Tasks for this exercise:
**1)** List every NVIDIA product or platform that the NTT DATA enterprise AI factories article names.
**2)** From the AI factories article, return verbatim the stretch from "Enterprises struggling to" through "to application deployment.".

Enterprises struggling to move artificial intelligence from pilot projects to real operations may soon have a new path forward. IT services giant NTT DATA has introduced a new initiative built on technology from NVIDIA aimed at delivering “enterprise AI factories,” a framework designed to scale AI systems from experimentation to production.
The platform combines NVIDIA’s GPU-accelerated infrastructure, high-performance networking, and the NVIDIA AI Enterprise software suite into a unified stack that organizations can deploy across cloud and edge environments. It includes tools such as NVIDIA NeMo for building AI agents and NVIDIA NIM Microservices for running AI workloads through preconfigured containers. The goal is to create a governed environment that supports the entire lifecycle of enterprise AI—from model training to application deployment.

Can AI Factories Solve The Enterprise Production Gap?
Many companies have proven AI concepts in controlled pilots but struggle to operationalize them at scale. According to NTT DATA, the AI factory model addresses this gap by providing standardized infrastructure and workflows that reduce the time and cost required to move from experimentation to production. But can a factory-style model truly transform how enterprises deploy AI?
Early deployments suggest the approach could deliver measurable gains. In healthcare research, a cancer-focused hospital is using NVIDIA HGX platforms with support from NTT DATA and Dell Technologies to accelerate radiology analysis and evaluate medical models faster. In automotive manufacturing, a global supplier reportedly shortened production setup time by validating workloads on bare-metal systems before scaling through the AI factory architecture.
A separate technology manufacturing case highlights another potential advantage. A U.S.-based company is running NVIDIA-accelerated simulations and 3D visualization tools to test a next-generation battery production line before it is physically built, reducing operational risk and development costs.
NTT DATA CEO Abhijit Dubey said enterprises are entering a new phase of AI adoption.
“By integrating NVIDIA technologies into our enterprise AI factories, we’re giving clients a powerful and secure environment to adopt agentic AI with measurable returns from the start,” he said.

Data excerpts
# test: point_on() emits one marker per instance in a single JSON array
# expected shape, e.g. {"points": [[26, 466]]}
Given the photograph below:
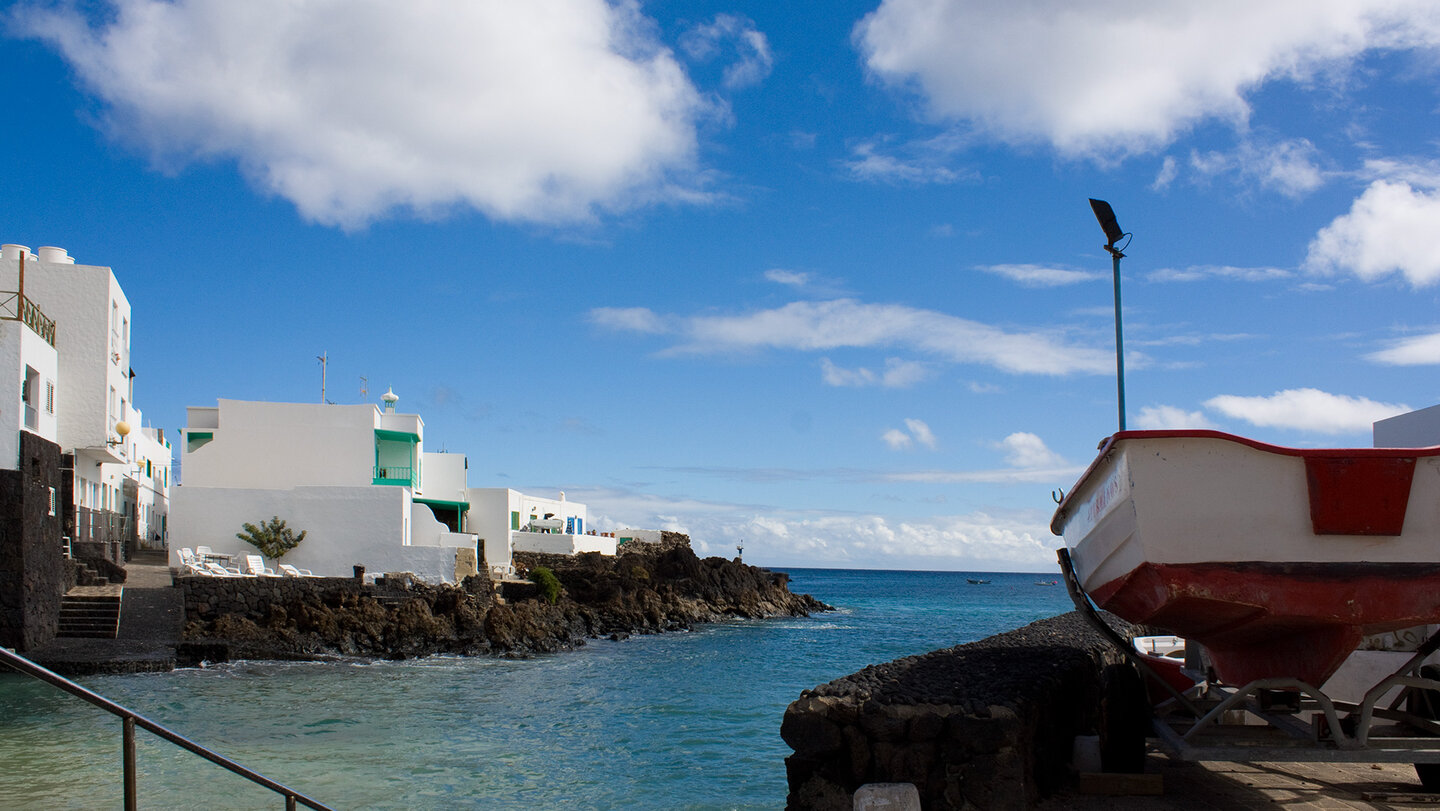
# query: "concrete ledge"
{"points": [[987, 725]]}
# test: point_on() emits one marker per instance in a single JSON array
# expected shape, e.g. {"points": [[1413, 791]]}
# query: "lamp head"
{"points": [[1106, 216]]}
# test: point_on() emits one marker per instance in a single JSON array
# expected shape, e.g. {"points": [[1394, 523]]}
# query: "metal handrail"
{"points": [[133, 719]]}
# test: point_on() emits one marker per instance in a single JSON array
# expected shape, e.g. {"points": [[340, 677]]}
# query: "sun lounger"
{"points": [[255, 565]]}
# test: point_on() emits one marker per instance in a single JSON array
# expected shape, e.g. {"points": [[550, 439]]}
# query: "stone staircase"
{"points": [[91, 612]]}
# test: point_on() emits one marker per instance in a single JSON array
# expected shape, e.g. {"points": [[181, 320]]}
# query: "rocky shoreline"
{"points": [[641, 591]]}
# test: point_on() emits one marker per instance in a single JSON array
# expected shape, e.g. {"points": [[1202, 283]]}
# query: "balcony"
{"points": [[399, 476], [15, 307]]}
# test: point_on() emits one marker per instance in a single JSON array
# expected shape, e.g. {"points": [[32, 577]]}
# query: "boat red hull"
{"points": [[1262, 620]]}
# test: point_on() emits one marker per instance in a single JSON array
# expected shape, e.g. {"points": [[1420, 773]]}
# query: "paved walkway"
{"points": [[150, 623], [1240, 787]]}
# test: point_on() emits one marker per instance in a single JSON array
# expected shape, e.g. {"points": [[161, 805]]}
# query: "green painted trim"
{"points": [[444, 503]]}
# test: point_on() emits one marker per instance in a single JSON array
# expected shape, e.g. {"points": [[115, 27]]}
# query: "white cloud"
{"points": [[871, 164], [628, 320], [1198, 272], [1041, 275], [916, 431], [815, 326], [774, 536], [1390, 228], [1167, 175], [1034, 71], [897, 440], [1306, 409], [543, 111], [897, 373], [1161, 418], [1024, 450], [750, 49], [922, 432], [1289, 167], [794, 278], [1419, 350]]}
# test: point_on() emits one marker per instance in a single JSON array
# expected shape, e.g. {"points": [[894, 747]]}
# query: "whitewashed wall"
{"points": [[277, 445], [346, 526]]}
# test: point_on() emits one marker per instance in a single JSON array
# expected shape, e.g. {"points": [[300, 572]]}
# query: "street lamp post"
{"points": [[1113, 234]]}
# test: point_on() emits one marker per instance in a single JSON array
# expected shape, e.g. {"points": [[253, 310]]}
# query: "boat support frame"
{"points": [[1216, 722]]}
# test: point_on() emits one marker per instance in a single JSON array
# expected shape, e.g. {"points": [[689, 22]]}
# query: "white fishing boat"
{"points": [[1276, 559]]}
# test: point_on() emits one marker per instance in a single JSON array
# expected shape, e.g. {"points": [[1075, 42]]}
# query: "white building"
{"points": [[90, 396], [360, 484], [511, 520], [353, 477]]}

Responses per task:
**1)**
NVIDIA AI Enterprise software suite
NVIDIA NeMo
NVIDIA NIM Microservices
NVIDIA HGX platforms

**2)**
Enterprises struggling to move artificial intelligence from pilot projects to real operations may soon have a new path forward. IT services giant NTT DATA has introduced a new initiative built on technology from NVIDIA aimed at delivering “enterprise AI factories,” a framework designed to scale AI systems from experimentation to production.
The platform combines NVIDIA’s GPU-accelerated infrastructure, high-performance networking, and the NVIDIA AI Enterprise software suite into a unified stack that organizations can deploy across cloud and edge environments. It includes tools such as NVIDIA NeMo for building AI agents and NVIDIA NIM Microservices for running AI workloads through preconfigured containers. The goal is to create a governed environment that supports the entire lifecycle of enterprise AI—from model training to application deployment.